(Dataset entries)
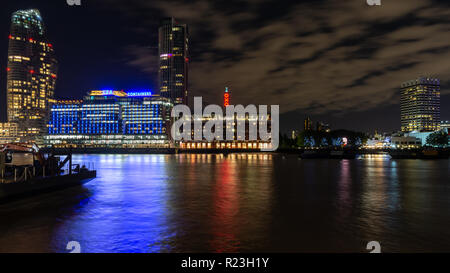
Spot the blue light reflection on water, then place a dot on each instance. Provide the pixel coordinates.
(238, 203)
(127, 212)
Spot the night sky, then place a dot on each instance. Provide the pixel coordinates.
(340, 62)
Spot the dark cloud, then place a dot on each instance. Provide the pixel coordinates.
(300, 54)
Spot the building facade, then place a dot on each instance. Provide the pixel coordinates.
(31, 74)
(8, 133)
(108, 118)
(173, 60)
(420, 105)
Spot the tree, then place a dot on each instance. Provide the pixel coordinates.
(439, 139)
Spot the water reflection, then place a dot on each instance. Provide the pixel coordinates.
(238, 203)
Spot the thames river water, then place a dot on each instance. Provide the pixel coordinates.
(239, 203)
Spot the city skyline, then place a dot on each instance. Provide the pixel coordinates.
(141, 72)
(31, 74)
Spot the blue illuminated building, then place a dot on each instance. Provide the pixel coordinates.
(110, 118)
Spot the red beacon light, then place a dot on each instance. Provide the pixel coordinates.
(226, 98)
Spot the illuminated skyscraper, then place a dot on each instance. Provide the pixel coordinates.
(173, 60)
(420, 105)
(32, 72)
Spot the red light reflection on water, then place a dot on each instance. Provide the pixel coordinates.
(226, 207)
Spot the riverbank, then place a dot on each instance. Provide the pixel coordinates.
(398, 154)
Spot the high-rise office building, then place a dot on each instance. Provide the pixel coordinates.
(31, 74)
(420, 105)
(108, 118)
(307, 124)
(173, 60)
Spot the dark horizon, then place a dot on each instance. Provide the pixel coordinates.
(346, 75)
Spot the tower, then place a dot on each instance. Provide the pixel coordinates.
(173, 60)
(31, 74)
(420, 105)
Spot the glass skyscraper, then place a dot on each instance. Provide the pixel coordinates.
(31, 74)
(420, 105)
(173, 60)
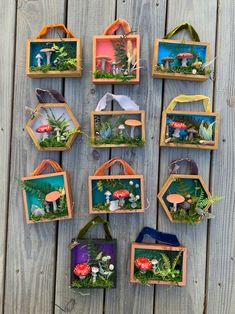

** ASSIGNMENT **
Line by line, restate the data above exactly as it stands, minus the pictures.

** TASK RESULT **
Spot the blue light reflection on water, then place a dot on each instance. Provide the pixel coordinates.
(238, 203)
(127, 212)
Spot the night sky, then place a dot on each instance. Provide the pixel coordinates.
(340, 62)
Spot the dark cloud, then place a dot on each instance. Provide the pixel coordinates.
(300, 54)
Spot the building facade, then place a dot on each instance. Provide the pixel coordinates.
(31, 74)
(8, 133)
(108, 118)
(173, 60)
(420, 105)
Spot the tree, then place a dot on each instance. Provide the pixel coordinates.
(439, 139)
Spot the water reflection, then place a dot on each instance. Provide the pixel coordinates.
(238, 203)
Spot the thames river water, then place a dot on each instance. Provide the pixel coordinates.
(239, 203)
Spot the city skyline, then place a dot on each instance. Provide the pixel coordinates.
(141, 72)
(31, 74)
Spot the blue illuminated building, then place a dot on each instance. Provide the pixel coordinates.
(110, 118)
Spot the red beacon light, then place a dot on each instance. Provide the pixel coordinates.
(226, 98)
Spot the illuminated skyscraper, then place a dot on each instance. Provide the pixel coordinates.
(173, 60)
(420, 105)
(32, 72)
Spot the red light reflection on water, then place a dot on each instance. Provide the pixel coordinates.
(226, 207)
Spot the riverbank, then place a dot on each instance. Provide the pixel coordinates.
(398, 154)
Spot the high-rise office building, then place a dot on each instance. Provide the pixel coordinates.
(31, 74)
(420, 105)
(108, 118)
(307, 124)
(173, 60)
Spot the dark horizon, then place a dot on each instance. Provide the pixel coordinates.
(346, 75)
Spot the tower, then place a dot on each instance. Provide the pixel coordinates.
(173, 60)
(31, 74)
(420, 105)
Spot the glass skyscraper, then place a dot on each instance. Provide the pixel coordinates.
(31, 74)
(420, 105)
(173, 60)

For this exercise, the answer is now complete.